### REQUIREMENT A
Set down the passage of the excerpt reviewing data talks between "How JetBlue secures" and "strongly with you.", inclusive, with no alterations.
### REQUIREMENT B
In the excerpt reviewing data talks, condense the paragraph beginning "Everyone at some point will need to deal with privacy requirements" into a shorter version that retains its main points.
### REQUIREMENT C
Carry the excerpt reviewing data talks forward from its final sentence, writing in the same voice.

### EXCERPT TO READ
## start

How JetBlue became a Data-Driven airline using DBT
This video is a clear favourite for me, simply for the sheer volume and depth of insight it provides. Ashley covers a multitude of topics that almost every organisation on a data journey will encounter at one time or another:
- Defining what it means to be data-driven
- Identifying what your modern data stack should look like
- Why a Transition Plan is a fundamental keystone to the success of any large data migration
- How DBT helped JetBlue significantly increase their internal contributor rate towards data work
Amongst these topics were many other themes including the importance of early engagement when introducing change to an organisation, investing in the training of your people, and the commitment to sunsetting your legacy systems. Check it out!
How JetBlue secures and protects data with DBT and Snowflake
Everyone at some point will need to deal with privacy requirements in a data warehouse, and this shorter talk gives a great overview of JetBlue’s iterative journey to tackling this challenge. To me, the greatest part of the story is how the goal is achieved latterly by policy, as opposed to processing; this typifies to me how Cloud Data Warehouses are stepping up to meet common customer challenges.
Organisational Epistemelogy - Or, how do we know stuff?
I am going to be honest and admit that this talk hit me right in the feels. You don’t need to have worked at an enterprise-scale organisation to appreciate this video, but if you have, then I suspect many of the messages in this one will resonate strongly with you.

## end

### DATA LINES
## start

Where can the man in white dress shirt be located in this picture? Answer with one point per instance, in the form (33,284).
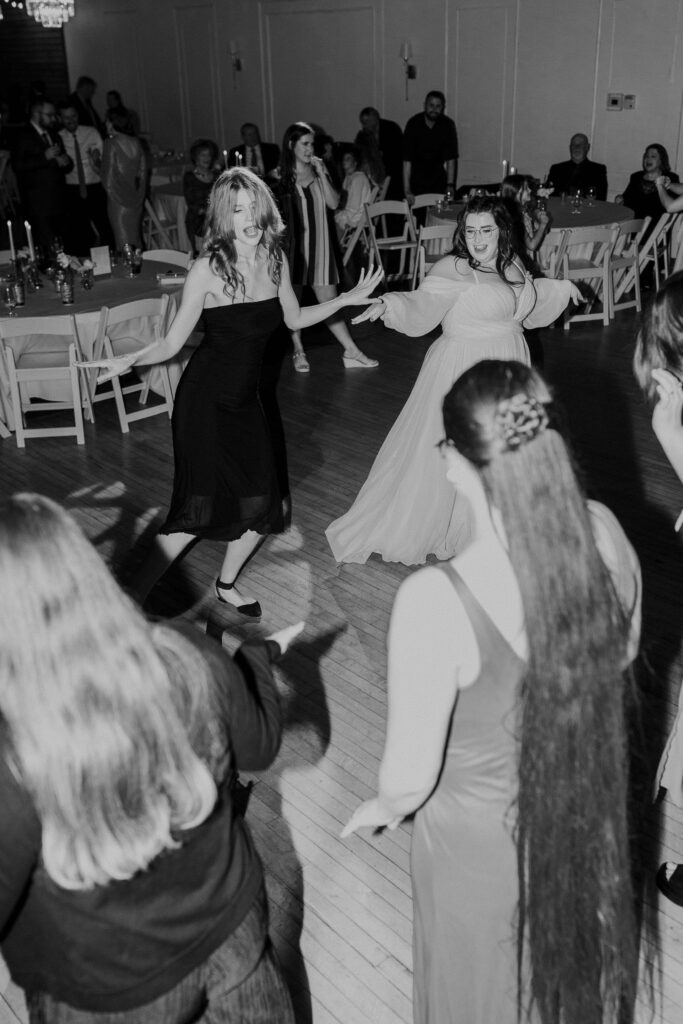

## end

### ANSWER A
How JetBlue secures and protects data with DBT and Snowflake
Everyone at some point will need to deal with privacy requirements in a data warehouse, and this shorter talk gives a great overview of JetBlue’s iterative journey to tackling this challenge. To me, the greatest part of the story is how the goal is achieved latterly by policy, as opposed to processing; this typifies to me how Cloud Data Warehouses are stepping up to meet common customer challenges.
Organisational Epistemelogy - Or, how do we know stuff?
I am going to be honest and admit that this talk hit me right in the feels. You don’t need to have worked at an enterprise-scale organisation to appreciate this video, but if you have, then I suspect many of the messages in this one will resonate strongly with you.

### ANSWER B
Every data warehouse eventually faces privacy requirements, and this short talk outlines JetBlue's iterative approach to meeting them. Its most notable point is that the goal is ultimately reached through policy rather than processing, which illustrates how Cloud Data Warehouses are rising to common customer challenges.

### ANSWER C
Throughout our careers we variously play roles of mentor, mentee, leader, contributor, etc. - often many of those roles at the same time. This presentation reflects on organisational knowledge and consensus building, and made me muse on How do we get better at getting better?
In particular, Tristan’s comparison of the nervous systems of Jellyfish (a “nervenet”), compared against the predominant animalian central nervous system, provides a compelling context by which to explore the way we not only share and disseminate information within an organisation, but how it can affect the way we grow and scale. In many ways it is similar to how AWS EventBridge simplifies building cross-account capabilities in the cloud.
In the end, Tristan ties it back to the modern data stack and importantly, what is required to maintain trust in a landscape where decision makers “plug directly into the spinal cord”
Quickstart your analytics with Fivetran dbt packages
In this short video, there is an introduction to Fivetran DBT packages, namely, the separation between source packages that represent how Fivetran loads the data directly from each connector, and the transform package that turns that raw data into usable insights.
This video is a good reminder of the extensibility of DBT using packages.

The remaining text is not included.